# Work to be completed:
Go through the records, and copy each line in which the string "below" is present.

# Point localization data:
:::
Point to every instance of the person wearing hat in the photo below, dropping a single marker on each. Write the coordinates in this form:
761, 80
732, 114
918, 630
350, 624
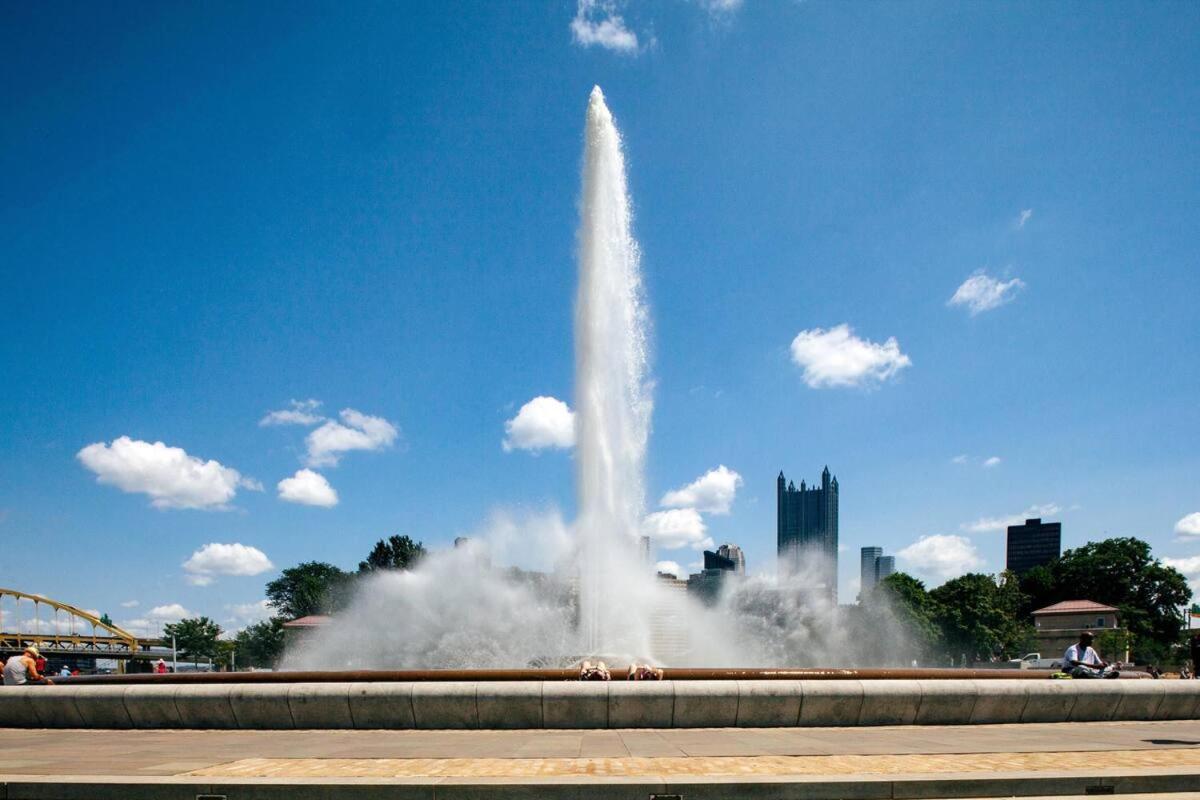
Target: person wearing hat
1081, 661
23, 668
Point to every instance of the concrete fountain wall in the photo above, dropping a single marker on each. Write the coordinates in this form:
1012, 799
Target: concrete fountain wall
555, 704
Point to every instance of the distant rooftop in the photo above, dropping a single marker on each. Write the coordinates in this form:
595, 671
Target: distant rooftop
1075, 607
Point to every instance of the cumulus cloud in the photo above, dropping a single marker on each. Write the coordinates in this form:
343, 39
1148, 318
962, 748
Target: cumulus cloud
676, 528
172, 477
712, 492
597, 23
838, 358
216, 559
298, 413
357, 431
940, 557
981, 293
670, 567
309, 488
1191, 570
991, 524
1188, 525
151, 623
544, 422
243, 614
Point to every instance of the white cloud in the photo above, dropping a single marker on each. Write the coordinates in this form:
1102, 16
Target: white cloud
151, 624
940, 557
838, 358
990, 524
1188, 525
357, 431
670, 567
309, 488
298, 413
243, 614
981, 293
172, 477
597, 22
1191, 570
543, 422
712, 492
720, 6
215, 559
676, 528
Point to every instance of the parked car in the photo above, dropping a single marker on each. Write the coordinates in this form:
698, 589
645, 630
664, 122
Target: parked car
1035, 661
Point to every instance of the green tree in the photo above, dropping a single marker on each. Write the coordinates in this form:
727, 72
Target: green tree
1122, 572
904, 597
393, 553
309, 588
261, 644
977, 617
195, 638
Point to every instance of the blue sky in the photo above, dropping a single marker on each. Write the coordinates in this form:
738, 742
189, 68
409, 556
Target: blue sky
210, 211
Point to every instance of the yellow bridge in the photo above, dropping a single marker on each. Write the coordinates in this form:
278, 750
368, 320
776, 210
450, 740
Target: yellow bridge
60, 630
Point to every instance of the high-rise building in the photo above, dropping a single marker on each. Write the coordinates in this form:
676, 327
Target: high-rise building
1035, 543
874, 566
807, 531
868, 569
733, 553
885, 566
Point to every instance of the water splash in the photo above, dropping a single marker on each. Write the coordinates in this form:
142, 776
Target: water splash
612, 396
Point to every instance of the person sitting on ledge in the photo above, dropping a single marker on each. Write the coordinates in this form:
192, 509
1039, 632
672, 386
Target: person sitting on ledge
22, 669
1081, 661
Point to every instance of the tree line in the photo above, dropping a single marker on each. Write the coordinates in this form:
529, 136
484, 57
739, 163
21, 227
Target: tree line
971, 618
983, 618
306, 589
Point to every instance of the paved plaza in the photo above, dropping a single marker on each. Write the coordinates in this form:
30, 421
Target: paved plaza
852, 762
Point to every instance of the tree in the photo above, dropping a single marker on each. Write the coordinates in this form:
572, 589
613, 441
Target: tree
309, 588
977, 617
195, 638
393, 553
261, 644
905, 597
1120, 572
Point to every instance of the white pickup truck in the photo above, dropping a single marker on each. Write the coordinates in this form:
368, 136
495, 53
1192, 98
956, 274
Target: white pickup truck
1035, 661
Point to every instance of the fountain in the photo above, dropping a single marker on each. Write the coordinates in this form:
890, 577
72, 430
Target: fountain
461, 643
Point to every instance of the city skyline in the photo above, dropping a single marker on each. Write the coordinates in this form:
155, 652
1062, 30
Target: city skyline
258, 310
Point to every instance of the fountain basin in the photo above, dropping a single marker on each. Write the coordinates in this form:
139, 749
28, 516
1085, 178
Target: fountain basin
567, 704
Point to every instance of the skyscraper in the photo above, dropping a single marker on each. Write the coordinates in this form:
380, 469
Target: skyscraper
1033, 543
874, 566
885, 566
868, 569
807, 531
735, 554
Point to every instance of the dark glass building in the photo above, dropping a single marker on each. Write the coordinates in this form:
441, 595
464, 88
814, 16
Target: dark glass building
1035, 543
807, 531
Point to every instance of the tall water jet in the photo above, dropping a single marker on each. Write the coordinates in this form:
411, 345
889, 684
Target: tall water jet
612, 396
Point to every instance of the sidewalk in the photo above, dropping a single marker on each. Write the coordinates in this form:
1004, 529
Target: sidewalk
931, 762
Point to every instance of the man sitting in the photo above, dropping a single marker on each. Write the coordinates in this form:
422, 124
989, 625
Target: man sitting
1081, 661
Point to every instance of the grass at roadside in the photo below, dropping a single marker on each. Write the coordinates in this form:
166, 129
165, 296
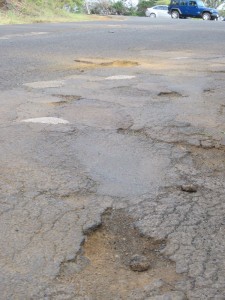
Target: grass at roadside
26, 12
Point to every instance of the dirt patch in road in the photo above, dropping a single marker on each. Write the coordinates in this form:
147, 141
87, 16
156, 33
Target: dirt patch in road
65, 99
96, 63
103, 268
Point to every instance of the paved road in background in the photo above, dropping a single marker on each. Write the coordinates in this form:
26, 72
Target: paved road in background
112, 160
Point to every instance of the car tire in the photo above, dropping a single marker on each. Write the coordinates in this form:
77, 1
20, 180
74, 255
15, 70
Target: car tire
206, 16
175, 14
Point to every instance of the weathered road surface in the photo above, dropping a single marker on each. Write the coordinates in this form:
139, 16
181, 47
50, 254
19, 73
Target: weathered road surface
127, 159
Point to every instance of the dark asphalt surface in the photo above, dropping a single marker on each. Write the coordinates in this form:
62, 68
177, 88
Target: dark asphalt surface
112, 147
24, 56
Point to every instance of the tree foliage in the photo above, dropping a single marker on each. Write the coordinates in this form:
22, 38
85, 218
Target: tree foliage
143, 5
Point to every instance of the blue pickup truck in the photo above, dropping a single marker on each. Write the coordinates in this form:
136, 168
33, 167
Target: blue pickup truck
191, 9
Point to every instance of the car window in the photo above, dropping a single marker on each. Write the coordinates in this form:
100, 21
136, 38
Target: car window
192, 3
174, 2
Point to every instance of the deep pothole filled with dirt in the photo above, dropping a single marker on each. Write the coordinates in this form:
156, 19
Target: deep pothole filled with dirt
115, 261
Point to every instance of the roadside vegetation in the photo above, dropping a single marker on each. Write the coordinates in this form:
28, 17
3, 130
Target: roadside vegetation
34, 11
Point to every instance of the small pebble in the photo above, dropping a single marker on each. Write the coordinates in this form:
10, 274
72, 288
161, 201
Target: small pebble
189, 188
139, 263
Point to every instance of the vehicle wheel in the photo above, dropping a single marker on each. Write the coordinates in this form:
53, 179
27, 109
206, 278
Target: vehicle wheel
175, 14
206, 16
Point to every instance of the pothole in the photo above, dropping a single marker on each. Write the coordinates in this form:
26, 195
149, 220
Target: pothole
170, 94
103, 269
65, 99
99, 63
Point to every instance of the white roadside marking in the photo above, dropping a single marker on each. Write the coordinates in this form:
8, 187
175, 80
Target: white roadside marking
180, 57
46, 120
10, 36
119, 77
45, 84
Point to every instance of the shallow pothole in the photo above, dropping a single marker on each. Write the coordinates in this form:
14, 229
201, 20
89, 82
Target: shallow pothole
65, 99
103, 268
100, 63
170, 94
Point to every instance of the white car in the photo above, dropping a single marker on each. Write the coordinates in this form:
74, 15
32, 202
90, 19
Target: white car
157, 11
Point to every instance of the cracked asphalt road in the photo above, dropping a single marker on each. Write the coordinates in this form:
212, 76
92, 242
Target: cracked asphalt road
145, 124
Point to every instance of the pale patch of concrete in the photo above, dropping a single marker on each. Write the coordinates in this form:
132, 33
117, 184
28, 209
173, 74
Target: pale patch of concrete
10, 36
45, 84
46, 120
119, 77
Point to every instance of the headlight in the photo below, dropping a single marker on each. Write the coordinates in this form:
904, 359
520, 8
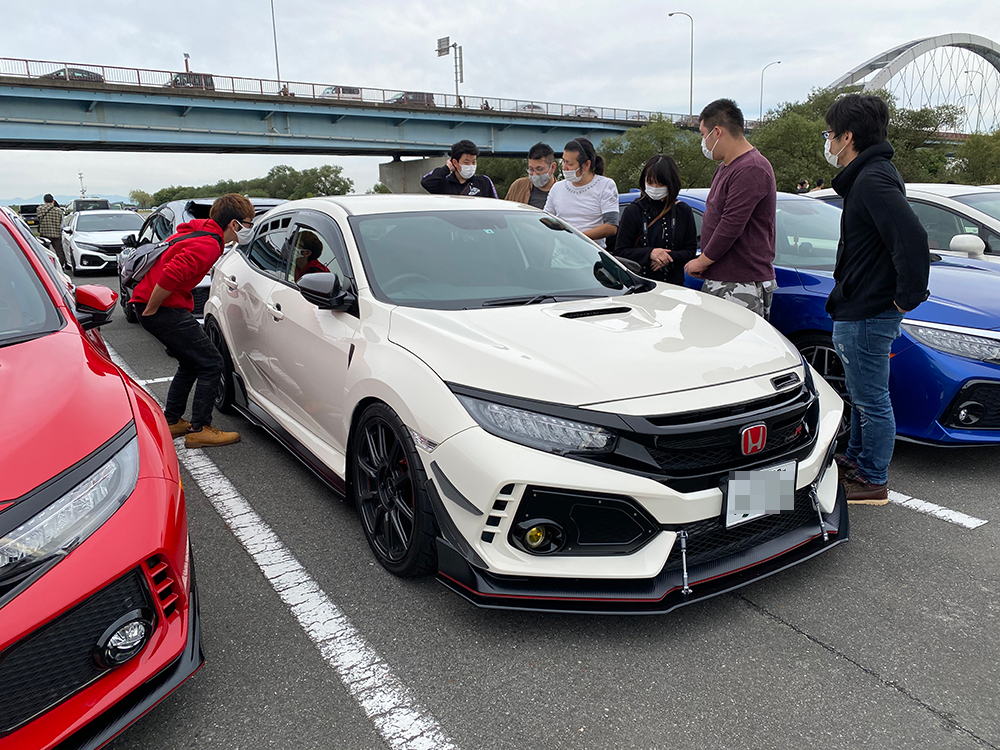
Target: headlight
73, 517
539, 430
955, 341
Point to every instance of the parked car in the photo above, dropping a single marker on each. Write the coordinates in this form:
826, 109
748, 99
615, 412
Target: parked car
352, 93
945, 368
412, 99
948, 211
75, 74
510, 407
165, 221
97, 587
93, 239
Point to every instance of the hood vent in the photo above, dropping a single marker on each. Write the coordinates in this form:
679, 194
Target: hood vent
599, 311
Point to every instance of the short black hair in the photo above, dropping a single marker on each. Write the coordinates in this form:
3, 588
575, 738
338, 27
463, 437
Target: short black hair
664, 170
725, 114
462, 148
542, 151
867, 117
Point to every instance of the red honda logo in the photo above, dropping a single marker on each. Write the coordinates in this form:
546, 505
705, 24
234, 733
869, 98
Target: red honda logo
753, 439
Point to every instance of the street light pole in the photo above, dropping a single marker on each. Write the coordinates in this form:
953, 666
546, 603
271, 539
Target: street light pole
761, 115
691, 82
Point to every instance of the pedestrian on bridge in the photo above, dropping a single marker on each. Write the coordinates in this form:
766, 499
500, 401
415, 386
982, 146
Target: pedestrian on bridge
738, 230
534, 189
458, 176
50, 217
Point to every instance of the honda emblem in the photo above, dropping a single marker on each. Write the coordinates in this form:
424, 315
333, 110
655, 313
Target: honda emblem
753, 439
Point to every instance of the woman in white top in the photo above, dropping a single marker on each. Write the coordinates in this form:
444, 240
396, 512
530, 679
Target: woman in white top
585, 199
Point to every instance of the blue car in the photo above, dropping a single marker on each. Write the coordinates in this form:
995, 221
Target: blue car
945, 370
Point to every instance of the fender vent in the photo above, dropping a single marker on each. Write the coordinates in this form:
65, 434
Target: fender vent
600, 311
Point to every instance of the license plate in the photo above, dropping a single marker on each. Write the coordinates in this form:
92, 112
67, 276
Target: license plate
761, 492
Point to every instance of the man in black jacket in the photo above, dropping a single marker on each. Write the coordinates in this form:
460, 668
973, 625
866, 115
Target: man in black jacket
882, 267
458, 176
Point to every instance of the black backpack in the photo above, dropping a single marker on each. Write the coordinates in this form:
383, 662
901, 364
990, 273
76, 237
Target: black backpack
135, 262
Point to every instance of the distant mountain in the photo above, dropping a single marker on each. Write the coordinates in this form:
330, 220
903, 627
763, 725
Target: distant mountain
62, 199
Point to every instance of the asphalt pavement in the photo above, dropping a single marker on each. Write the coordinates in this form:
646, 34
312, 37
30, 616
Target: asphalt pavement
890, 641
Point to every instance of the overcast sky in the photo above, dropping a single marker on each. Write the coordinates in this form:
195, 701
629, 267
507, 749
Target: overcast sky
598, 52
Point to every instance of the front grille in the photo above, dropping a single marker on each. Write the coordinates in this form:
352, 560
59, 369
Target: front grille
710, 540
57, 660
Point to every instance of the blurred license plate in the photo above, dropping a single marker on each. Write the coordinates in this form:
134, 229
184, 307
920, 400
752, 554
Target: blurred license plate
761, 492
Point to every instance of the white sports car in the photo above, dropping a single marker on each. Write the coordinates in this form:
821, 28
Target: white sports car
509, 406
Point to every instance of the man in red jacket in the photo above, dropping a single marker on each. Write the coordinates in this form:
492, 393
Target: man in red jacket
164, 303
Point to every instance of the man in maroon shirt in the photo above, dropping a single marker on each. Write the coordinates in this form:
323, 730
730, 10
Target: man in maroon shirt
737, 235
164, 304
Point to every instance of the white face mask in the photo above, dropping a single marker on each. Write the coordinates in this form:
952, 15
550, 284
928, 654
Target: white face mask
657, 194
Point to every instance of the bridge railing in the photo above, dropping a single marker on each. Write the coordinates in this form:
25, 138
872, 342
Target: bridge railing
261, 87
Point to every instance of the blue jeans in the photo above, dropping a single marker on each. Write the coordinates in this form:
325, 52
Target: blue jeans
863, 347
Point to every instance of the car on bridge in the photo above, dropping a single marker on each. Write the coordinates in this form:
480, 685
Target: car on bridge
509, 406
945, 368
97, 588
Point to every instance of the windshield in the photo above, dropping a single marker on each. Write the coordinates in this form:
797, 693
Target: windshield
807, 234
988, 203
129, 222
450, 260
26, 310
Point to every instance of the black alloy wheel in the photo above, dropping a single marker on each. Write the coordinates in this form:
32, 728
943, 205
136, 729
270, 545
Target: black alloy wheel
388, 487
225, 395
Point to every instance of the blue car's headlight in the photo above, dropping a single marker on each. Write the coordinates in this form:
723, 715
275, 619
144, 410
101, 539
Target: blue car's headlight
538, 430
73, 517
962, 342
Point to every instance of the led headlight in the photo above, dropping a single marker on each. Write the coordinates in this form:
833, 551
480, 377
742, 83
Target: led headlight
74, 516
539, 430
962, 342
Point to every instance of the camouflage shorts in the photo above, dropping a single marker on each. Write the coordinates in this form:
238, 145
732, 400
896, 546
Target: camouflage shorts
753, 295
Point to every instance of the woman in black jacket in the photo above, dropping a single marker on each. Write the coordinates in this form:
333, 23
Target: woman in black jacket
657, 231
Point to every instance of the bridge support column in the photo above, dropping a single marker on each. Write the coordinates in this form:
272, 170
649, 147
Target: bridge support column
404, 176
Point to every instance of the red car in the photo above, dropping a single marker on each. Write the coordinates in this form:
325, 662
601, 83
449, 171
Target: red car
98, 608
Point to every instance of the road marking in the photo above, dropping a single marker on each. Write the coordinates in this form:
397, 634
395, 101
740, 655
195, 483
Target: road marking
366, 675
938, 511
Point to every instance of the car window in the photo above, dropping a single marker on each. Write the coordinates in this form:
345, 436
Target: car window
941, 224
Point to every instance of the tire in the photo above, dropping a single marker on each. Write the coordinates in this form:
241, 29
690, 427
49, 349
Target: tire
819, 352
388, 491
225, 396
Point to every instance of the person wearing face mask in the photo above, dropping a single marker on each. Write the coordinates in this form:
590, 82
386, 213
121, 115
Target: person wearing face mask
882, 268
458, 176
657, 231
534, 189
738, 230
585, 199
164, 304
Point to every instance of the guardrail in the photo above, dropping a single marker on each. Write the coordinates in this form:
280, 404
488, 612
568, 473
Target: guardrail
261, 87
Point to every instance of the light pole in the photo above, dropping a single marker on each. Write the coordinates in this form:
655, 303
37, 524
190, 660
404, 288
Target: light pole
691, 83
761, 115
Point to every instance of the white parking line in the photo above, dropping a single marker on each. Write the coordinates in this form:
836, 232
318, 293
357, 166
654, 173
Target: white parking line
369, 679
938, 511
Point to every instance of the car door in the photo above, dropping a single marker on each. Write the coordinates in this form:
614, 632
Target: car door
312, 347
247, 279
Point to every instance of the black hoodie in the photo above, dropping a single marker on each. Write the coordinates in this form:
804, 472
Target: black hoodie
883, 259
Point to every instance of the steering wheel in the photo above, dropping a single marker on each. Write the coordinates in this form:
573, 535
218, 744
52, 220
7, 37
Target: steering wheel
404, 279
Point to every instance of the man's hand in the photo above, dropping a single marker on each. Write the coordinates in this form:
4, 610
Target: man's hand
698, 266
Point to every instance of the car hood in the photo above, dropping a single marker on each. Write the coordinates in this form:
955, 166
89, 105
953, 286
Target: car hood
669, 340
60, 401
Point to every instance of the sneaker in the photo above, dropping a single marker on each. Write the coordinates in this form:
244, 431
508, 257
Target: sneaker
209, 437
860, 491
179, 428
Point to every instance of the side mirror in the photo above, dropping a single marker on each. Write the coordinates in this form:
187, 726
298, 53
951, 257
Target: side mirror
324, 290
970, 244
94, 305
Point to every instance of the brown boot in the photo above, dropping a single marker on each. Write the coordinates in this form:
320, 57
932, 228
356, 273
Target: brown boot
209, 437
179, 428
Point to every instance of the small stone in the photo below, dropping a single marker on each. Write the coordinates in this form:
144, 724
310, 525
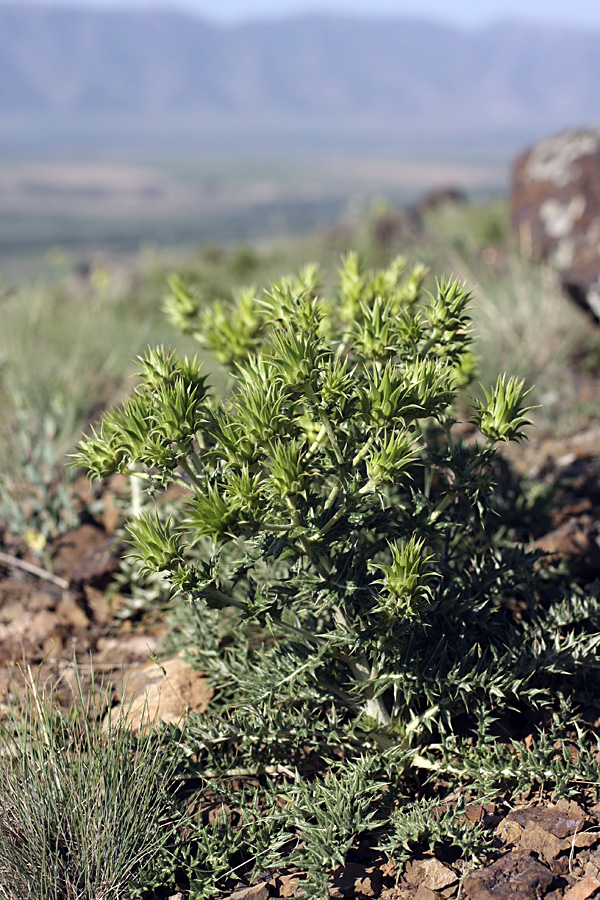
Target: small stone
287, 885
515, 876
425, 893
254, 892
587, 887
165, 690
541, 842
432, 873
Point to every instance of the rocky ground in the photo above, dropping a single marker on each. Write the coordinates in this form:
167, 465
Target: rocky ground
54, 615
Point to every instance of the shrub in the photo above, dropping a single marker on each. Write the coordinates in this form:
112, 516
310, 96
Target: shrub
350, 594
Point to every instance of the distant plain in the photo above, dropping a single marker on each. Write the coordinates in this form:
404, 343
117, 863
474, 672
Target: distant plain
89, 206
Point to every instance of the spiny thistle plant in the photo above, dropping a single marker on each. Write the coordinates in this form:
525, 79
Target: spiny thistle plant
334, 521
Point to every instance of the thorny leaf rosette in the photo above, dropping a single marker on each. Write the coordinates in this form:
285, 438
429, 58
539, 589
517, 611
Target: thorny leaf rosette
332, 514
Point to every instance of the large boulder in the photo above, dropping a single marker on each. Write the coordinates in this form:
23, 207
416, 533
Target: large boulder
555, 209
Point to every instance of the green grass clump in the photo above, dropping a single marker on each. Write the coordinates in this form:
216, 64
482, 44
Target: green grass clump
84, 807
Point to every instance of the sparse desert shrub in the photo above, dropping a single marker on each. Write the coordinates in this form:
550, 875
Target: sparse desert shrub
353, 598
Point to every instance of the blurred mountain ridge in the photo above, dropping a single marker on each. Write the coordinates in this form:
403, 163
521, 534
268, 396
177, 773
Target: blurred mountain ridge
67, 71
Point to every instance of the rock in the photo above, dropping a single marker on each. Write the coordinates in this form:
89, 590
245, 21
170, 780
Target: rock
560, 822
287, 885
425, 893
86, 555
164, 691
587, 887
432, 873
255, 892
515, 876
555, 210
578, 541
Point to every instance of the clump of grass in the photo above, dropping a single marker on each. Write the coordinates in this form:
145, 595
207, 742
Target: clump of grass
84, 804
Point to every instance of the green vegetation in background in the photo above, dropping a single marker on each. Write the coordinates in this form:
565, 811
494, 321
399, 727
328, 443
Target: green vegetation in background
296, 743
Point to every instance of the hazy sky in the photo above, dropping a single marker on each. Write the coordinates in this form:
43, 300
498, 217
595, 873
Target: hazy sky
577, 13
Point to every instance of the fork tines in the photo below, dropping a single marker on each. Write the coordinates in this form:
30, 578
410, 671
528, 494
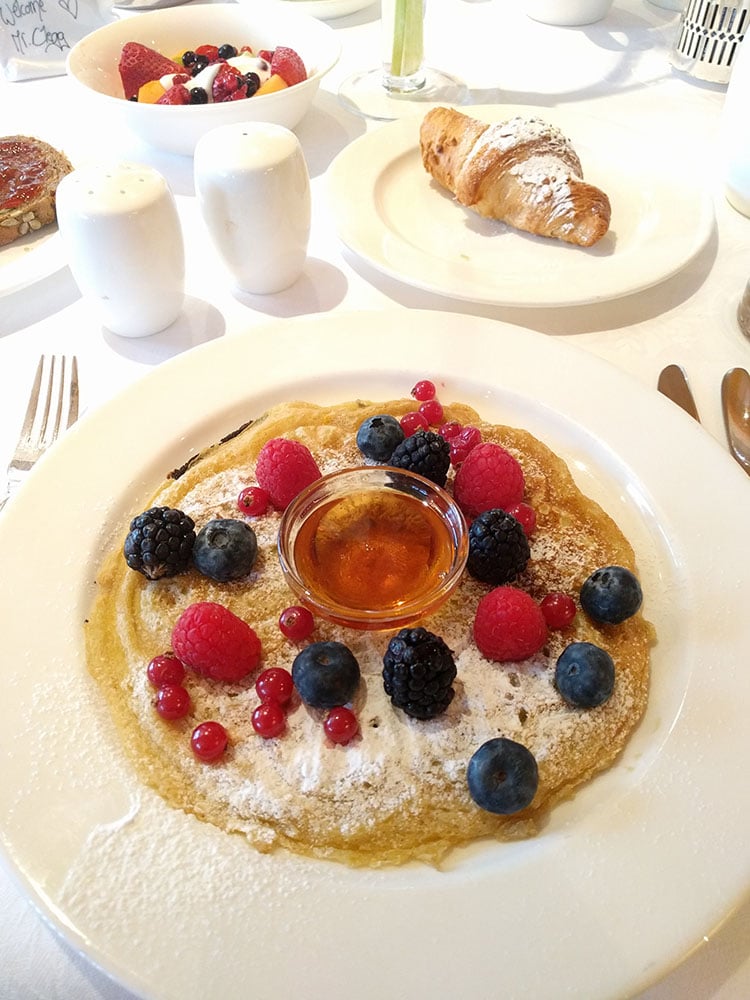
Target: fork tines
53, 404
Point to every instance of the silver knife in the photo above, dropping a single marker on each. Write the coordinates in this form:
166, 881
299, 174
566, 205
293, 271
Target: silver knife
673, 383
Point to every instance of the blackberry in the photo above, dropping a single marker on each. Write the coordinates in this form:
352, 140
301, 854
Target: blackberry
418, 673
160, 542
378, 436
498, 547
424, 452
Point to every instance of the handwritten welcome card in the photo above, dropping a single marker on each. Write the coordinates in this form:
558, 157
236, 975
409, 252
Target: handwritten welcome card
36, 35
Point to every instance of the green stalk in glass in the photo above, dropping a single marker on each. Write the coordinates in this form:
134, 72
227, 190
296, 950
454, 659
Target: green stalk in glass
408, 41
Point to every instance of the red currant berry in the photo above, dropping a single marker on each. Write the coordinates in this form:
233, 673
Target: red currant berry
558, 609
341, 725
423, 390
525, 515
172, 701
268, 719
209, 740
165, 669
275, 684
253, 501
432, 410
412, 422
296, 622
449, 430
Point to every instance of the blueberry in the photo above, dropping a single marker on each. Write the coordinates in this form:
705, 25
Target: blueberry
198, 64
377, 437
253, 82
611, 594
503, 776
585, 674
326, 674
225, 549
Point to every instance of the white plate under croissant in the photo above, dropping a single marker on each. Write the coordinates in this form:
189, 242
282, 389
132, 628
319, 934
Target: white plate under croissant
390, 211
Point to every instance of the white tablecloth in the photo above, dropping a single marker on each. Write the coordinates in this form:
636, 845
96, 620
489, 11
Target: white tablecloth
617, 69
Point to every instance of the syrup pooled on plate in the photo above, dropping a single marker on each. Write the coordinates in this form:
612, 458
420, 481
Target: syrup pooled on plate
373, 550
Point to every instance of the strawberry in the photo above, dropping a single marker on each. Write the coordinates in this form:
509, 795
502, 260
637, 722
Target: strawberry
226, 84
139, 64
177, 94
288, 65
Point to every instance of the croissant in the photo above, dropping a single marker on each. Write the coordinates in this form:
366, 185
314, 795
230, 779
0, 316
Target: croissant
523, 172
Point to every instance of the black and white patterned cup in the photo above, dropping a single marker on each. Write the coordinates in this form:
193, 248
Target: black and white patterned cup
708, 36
:::
# Response to this task:
Point to every instance of the person wearing hat in the photo below, dropping a single marker on each. Write the coordinates in this form:
Point to every instance of the grass at roadside in the photo below, dropping a single marker on each. Write the coordinates in this form:
Point to every instance of the headlight in the photo below, dropping a single marker on each. Write the coordinates in this form:
Point to every instance of the small stone in the photo below, dropping a single marker on each. Write the coordinates in this form:
Point to every instance of the fork tines in the photo below, dropping a single marker on each. Write the coordinates in this form:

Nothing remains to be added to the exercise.